WHAT IS REQUIRED> In the article below on the robustness of the two-sample t-test, how many independent random samples make up each group in the simulation?

===== EXCERPTED PASSAGE =====

How Robust Is the Two-Sample T-Test?

By Charles Holbert

May 13, 2018

Introduction

The most common activity in research is the comparison of two groups. If the data in each group are normally distributed, a two-sample t-test can be used to compare the means of the two groups. If these assumptions are severely violated, the nonparametric Wilcoxon Rank Sum (WRS) test, the randomization test, or the Kolmogorov-Smirnov test may be considered instead. One of the reasons for the popularity of the t-test, particularly the Aspin-Welch Unequal-Variance t-test, is its robustness in the face of assumption violation. However, if an assumption is not met even approximately, the significance levels and the power of the test may be significantly impacted. The t-test is robust to departures from normally, if the distributions are symmetric. That is, the test works as long as the distributions are symmetric, similar to that of a normal distribution, but performance may be affected if the distribution is asymmetric.

Simulating Performance

Using computer simulations, we will examine the robustness of the t-test under different conditions. We will compare the null hypothesis that two groups both have mean 100 to the alternative hypothesis that one group has mean 100 and the other has mean 110. We’ll assume both distributions have a standard deviation of 15 and for simplicity, we will maintain equal variance in both groups. Each group will be comprised of 36 independent, random samples.

===== DATA SHOWN =====

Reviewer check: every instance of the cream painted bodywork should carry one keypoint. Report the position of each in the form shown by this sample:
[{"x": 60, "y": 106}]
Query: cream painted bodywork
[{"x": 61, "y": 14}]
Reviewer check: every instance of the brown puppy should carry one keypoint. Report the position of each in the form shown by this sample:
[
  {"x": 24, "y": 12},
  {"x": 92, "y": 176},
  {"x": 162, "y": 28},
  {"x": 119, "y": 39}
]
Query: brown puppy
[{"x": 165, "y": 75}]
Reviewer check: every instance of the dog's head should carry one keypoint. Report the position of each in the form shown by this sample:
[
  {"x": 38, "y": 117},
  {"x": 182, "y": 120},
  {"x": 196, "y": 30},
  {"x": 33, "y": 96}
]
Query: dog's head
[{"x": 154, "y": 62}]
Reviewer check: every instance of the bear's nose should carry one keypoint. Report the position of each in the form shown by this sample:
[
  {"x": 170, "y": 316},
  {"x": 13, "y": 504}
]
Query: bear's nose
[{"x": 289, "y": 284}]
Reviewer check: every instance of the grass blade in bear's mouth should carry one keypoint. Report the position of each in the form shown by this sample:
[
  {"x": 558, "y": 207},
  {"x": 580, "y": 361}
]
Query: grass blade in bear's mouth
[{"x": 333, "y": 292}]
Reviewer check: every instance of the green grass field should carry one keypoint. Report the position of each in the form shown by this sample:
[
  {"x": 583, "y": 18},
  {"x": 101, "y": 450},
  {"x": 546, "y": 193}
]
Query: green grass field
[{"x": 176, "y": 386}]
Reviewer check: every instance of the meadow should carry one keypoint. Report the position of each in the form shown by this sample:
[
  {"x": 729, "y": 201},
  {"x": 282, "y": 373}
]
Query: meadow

=====

PROBLEM SOLUTION> 36